**INSTRUCTION**
List every line of the records that contains the string "window", treating uppercase and lowercase as distinct.
## Start GIVEN DATA
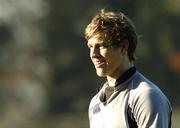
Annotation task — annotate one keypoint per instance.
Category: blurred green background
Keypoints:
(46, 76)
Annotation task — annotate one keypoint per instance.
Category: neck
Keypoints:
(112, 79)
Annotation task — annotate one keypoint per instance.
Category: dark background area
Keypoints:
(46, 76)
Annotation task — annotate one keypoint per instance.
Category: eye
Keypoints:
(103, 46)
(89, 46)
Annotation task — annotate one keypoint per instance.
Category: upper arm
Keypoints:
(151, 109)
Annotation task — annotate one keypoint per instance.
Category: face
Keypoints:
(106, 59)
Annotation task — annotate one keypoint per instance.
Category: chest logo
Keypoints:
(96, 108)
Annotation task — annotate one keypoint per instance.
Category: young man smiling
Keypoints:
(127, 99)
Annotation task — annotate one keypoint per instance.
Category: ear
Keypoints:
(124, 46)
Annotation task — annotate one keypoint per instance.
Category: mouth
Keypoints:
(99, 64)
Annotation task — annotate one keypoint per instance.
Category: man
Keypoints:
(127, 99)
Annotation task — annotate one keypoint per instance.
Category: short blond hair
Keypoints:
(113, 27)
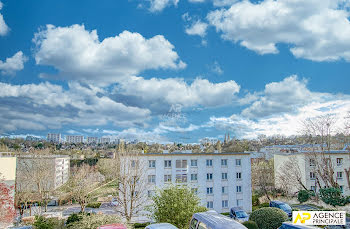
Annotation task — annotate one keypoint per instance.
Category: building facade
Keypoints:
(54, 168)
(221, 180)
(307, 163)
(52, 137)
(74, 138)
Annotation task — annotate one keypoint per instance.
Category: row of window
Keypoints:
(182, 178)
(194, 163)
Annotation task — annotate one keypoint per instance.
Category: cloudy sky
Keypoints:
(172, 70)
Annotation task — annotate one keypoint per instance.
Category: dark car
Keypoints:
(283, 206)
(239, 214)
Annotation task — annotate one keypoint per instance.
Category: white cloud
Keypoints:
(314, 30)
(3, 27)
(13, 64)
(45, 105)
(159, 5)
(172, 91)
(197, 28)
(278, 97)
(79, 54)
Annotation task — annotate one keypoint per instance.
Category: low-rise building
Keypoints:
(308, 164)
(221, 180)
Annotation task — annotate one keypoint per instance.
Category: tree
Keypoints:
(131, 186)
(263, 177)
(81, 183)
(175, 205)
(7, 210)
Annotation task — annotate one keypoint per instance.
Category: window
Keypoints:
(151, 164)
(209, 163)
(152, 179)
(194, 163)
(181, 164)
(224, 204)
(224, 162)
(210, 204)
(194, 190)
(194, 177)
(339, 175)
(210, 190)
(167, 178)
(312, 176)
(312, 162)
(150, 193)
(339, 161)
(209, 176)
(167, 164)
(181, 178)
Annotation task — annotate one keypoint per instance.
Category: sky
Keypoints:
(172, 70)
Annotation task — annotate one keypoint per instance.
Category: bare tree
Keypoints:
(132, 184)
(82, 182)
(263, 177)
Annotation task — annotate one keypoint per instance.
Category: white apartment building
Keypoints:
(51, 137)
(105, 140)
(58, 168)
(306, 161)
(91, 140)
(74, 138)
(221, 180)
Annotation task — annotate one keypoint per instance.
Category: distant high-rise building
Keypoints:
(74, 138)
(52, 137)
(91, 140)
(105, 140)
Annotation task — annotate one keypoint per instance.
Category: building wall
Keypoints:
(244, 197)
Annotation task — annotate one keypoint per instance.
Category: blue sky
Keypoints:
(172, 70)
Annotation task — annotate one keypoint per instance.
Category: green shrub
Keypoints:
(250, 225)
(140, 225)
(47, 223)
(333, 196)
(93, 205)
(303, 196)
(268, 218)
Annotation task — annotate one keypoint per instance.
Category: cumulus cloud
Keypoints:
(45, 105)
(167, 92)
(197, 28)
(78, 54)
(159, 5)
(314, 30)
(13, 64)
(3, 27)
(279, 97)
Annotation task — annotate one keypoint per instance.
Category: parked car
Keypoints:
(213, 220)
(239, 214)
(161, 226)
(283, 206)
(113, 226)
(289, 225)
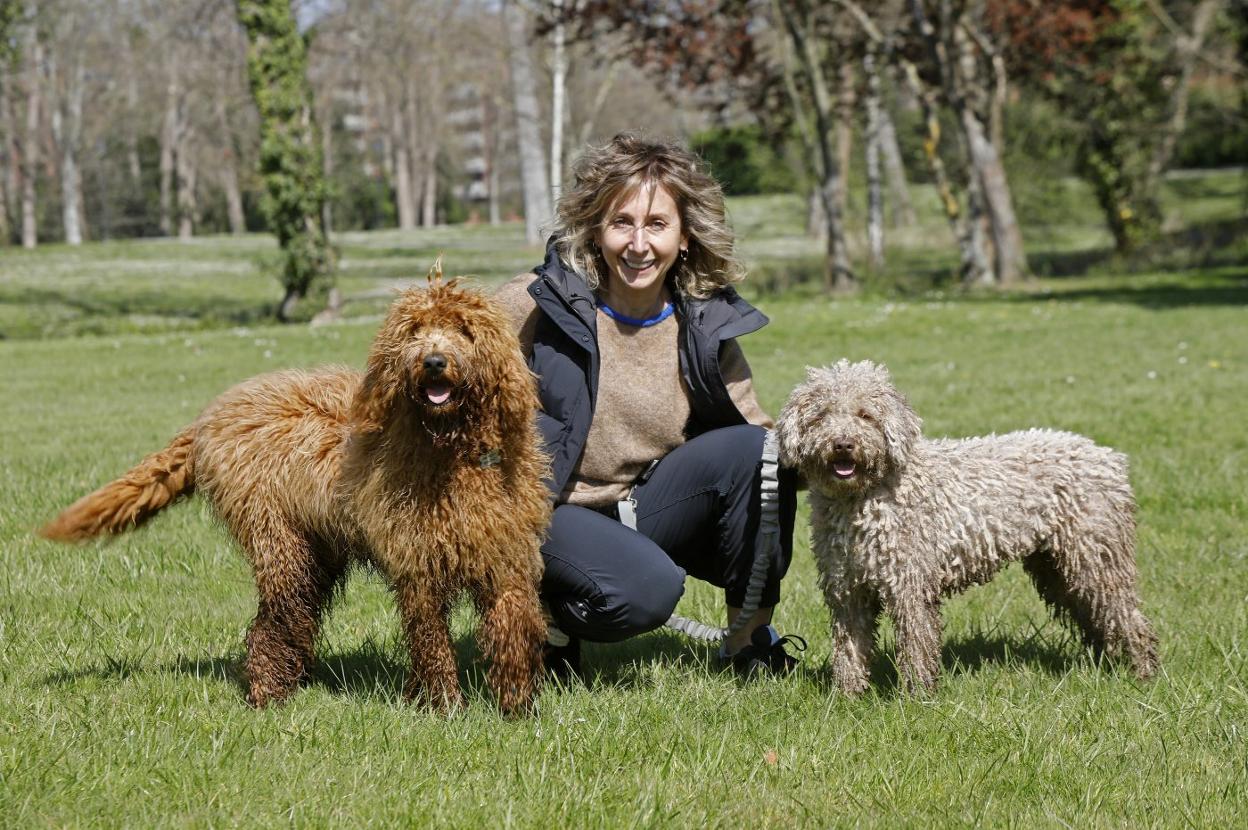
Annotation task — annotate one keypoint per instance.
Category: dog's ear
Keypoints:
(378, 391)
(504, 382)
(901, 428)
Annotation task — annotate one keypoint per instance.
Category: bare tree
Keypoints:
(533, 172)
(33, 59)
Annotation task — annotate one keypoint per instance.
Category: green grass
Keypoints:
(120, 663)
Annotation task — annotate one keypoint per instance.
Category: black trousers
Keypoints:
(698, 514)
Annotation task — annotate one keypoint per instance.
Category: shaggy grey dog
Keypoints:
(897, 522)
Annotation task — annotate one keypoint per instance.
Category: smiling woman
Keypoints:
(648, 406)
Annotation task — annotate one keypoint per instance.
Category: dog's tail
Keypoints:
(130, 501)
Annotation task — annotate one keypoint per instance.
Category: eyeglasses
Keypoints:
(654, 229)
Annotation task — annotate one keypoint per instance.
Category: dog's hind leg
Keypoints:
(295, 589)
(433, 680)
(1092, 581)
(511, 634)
## End GIVEN DATA
**PROBLEM SOLUTION**
Category: row of window
Category: window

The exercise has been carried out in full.